— Supplied records —
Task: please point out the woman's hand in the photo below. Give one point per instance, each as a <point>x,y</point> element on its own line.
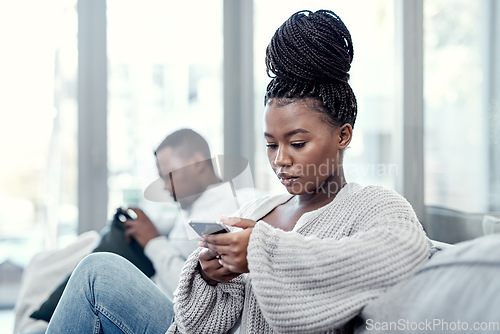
<point>211,270</point>
<point>231,247</point>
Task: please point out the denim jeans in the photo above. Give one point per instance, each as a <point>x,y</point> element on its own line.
<point>108,294</point>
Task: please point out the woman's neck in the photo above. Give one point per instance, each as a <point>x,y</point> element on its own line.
<point>324,194</point>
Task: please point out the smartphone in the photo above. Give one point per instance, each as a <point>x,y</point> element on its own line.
<point>208,227</point>
<point>124,214</point>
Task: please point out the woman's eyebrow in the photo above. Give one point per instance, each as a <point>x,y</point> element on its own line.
<point>289,133</point>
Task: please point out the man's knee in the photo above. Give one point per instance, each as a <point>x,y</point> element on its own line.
<point>101,262</point>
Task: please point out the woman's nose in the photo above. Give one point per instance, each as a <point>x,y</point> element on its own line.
<point>282,158</point>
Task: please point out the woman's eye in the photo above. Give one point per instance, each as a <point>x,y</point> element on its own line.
<point>299,144</point>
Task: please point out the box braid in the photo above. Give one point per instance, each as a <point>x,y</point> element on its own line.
<point>310,55</point>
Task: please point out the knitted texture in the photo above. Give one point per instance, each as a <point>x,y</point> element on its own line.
<point>313,279</point>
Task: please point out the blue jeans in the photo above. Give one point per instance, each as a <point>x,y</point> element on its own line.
<point>108,294</point>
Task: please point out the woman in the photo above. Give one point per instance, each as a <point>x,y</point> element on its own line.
<point>304,262</point>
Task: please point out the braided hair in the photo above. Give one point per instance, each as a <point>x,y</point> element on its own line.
<point>310,56</point>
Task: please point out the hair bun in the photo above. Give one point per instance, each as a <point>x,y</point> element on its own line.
<point>311,47</point>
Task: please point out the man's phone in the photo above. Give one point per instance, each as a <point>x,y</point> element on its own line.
<point>208,227</point>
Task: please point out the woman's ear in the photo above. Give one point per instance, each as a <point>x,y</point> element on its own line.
<point>197,161</point>
<point>345,135</point>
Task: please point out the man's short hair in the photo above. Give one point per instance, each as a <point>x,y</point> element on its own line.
<point>186,143</point>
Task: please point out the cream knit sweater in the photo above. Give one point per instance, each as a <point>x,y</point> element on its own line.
<point>315,278</point>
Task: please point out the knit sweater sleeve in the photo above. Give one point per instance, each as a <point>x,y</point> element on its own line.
<point>306,284</point>
<point>202,308</point>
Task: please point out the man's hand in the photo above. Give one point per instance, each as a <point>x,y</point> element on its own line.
<point>231,247</point>
<point>211,270</point>
<point>141,229</point>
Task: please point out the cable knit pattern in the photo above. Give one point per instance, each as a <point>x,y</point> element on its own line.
<point>313,279</point>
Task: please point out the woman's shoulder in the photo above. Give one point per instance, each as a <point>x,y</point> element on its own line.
<point>373,193</point>
<point>374,199</point>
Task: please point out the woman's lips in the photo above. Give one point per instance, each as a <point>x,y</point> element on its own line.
<point>287,179</point>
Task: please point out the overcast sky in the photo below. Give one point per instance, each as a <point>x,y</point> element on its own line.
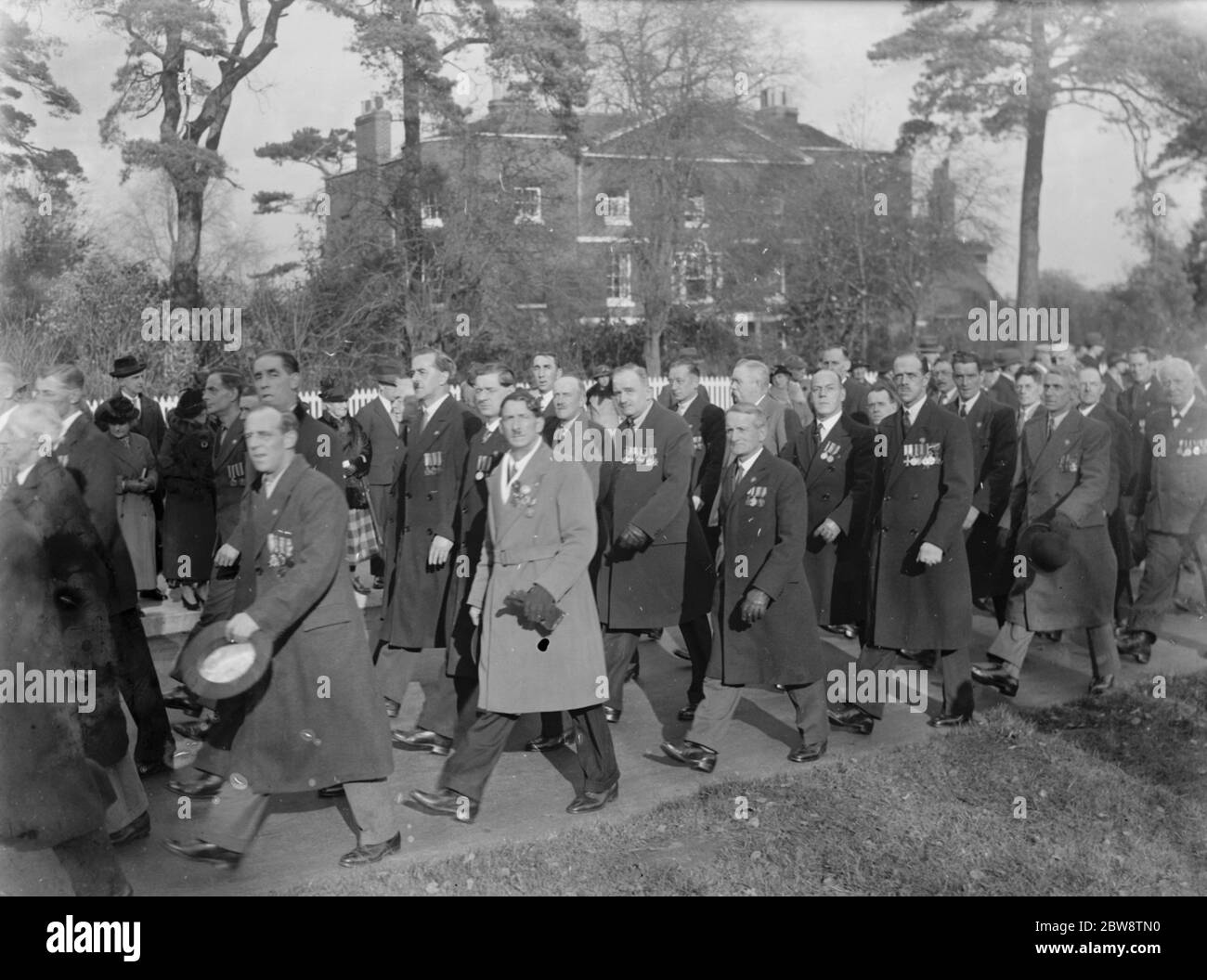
<point>314,80</point>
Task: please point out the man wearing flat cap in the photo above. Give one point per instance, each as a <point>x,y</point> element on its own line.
<point>1061,481</point>
<point>313,719</point>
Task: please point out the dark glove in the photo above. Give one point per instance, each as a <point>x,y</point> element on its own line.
<point>1062,522</point>
<point>539,605</point>
<point>632,537</point>
<point>755,606</point>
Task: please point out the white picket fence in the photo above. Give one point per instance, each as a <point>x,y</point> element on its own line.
<point>716,385</point>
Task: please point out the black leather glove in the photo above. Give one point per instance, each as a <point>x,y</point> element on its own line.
<point>632,537</point>
<point>539,605</point>
<point>755,606</point>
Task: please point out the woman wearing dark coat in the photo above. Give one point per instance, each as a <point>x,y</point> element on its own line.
<point>357,453</point>
<point>186,467</point>
<point>136,483</point>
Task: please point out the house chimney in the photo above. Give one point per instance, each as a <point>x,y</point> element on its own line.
<point>373,133</point>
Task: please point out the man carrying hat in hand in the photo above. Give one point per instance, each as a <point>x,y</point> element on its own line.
<point>1061,481</point>
<point>313,719</point>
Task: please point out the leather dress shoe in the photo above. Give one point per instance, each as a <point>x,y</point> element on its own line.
<point>550,742</point>
<point>136,830</point>
<point>422,740</point>
<point>808,754</point>
<point>850,718</point>
<point>588,802</point>
<point>182,699</point>
<point>447,804</point>
<point>206,786</point>
<point>372,854</point>
<point>196,730</point>
<point>689,754</point>
<point>996,677</point>
<point>950,721</point>
<point>204,851</point>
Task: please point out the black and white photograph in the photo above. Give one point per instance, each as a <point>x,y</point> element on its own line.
<point>511,448</point>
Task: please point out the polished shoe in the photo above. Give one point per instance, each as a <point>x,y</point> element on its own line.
<point>193,730</point>
<point>588,802</point>
<point>182,699</point>
<point>206,786</point>
<point>996,676</point>
<point>422,740</point>
<point>136,830</point>
<point>370,854</point>
<point>950,721</point>
<point>550,742</point>
<point>850,718</point>
<point>447,804</point>
<point>689,754</point>
<point>204,851</point>
<point>808,754</point>
<point>687,714</point>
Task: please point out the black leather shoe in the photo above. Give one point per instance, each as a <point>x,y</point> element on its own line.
<point>205,852</point>
<point>588,803</point>
<point>694,755</point>
<point>950,721</point>
<point>850,718</point>
<point>136,830</point>
<point>550,742</point>
<point>206,786</point>
<point>422,740</point>
<point>447,804</point>
<point>808,754</point>
<point>193,730</point>
<point>996,677</point>
<point>372,854</point>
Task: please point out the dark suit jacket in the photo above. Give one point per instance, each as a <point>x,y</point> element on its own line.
<point>85,454</point>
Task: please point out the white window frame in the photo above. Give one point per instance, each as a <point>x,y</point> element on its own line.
<point>619,277</point>
<point>526,213</point>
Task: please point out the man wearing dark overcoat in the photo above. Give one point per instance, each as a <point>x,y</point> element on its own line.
<point>834,457</point>
<point>918,597</point>
<point>1061,481</point>
<point>656,570</point>
<point>767,630</point>
<point>84,452</point>
<point>422,524</point>
<point>314,718</point>
<point>994,452</point>
<point>1170,507</point>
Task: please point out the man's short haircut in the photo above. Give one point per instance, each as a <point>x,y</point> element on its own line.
<point>67,374</point>
<point>506,376</point>
<point>639,369</point>
<point>966,357</point>
<point>443,362</point>
<point>526,398</point>
<point>288,358</point>
<point>748,408</point>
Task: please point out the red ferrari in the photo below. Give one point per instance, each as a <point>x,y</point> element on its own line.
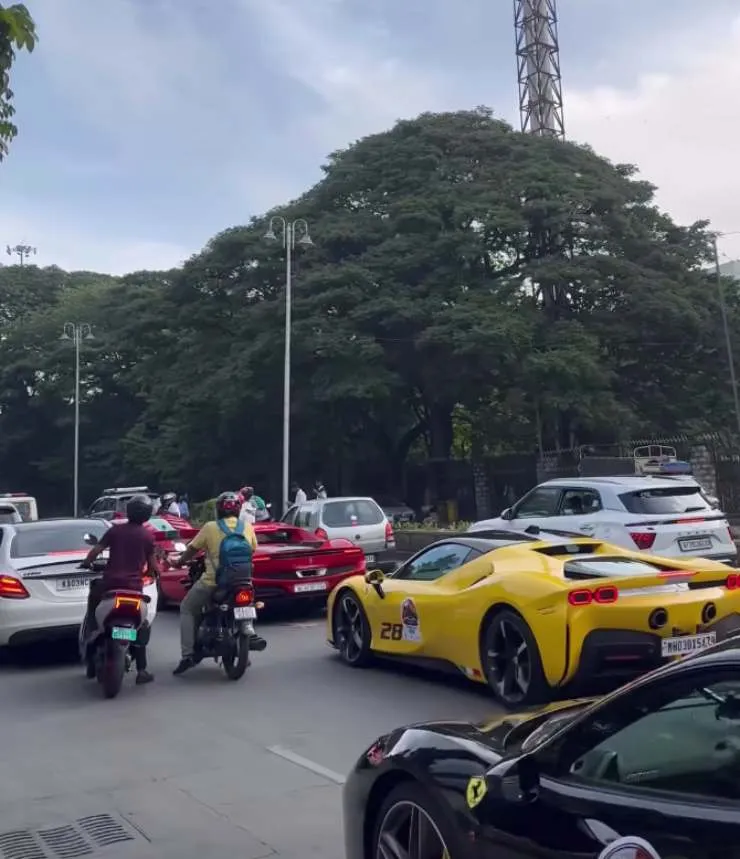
<point>290,566</point>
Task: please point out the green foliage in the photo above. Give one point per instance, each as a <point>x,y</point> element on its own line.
<point>471,290</point>
<point>17,33</point>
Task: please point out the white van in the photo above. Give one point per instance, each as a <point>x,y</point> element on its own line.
<point>24,504</point>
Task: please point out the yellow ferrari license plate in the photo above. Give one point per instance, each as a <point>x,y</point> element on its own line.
<point>685,645</point>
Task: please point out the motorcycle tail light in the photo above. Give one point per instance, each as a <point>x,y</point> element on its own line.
<point>127,604</point>
<point>244,596</point>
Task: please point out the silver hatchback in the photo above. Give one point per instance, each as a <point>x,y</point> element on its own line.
<point>360,520</point>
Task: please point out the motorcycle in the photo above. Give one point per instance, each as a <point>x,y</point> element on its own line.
<point>120,623</point>
<point>225,630</point>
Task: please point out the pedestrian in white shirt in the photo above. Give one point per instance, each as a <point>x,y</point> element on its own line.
<point>299,496</point>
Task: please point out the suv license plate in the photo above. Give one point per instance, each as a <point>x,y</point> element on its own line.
<point>309,587</point>
<point>683,645</point>
<point>245,612</point>
<point>77,583</point>
<point>698,545</point>
<point>123,633</point>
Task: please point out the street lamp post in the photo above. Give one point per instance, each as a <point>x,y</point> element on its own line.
<point>21,251</point>
<point>726,329</point>
<point>77,332</point>
<point>287,232</point>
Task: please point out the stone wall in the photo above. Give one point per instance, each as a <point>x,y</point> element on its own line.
<point>702,463</point>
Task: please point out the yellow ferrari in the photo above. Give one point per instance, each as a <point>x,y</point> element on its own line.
<point>531,616</point>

— Written instruction —
Copy the material word for word, beginning at the line that contains "Task: please point out the woman's ear" and ending after the line that contains "<point>141,229</point>".

— Exercise output —
Task: please point out the woman's ear in the photo above. Give one point per instance, each as a <point>x,y</point> element on its own line.
<point>197,161</point>
<point>345,135</point>
Task: please point out the man's short hair in the photo above. Give one point per instance, each as a <point>x,y</point> element on its own line.
<point>186,143</point>
Task: please point out the cream knit sweater in the photo above. Give one point per instance, each as a <point>x,y</point> element on its own line.
<point>315,278</point>
Task: please point out the knit sweater sleeve in the photo above. Give one point per instance, each as a <point>x,y</point> element on its own line.
<point>306,284</point>
<point>202,308</point>
Task: please point out the man's hand in the photo above. Give one point per instance, each as a <point>x,y</point> element on its own line.
<point>231,247</point>
<point>211,270</point>
<point>141,229</point>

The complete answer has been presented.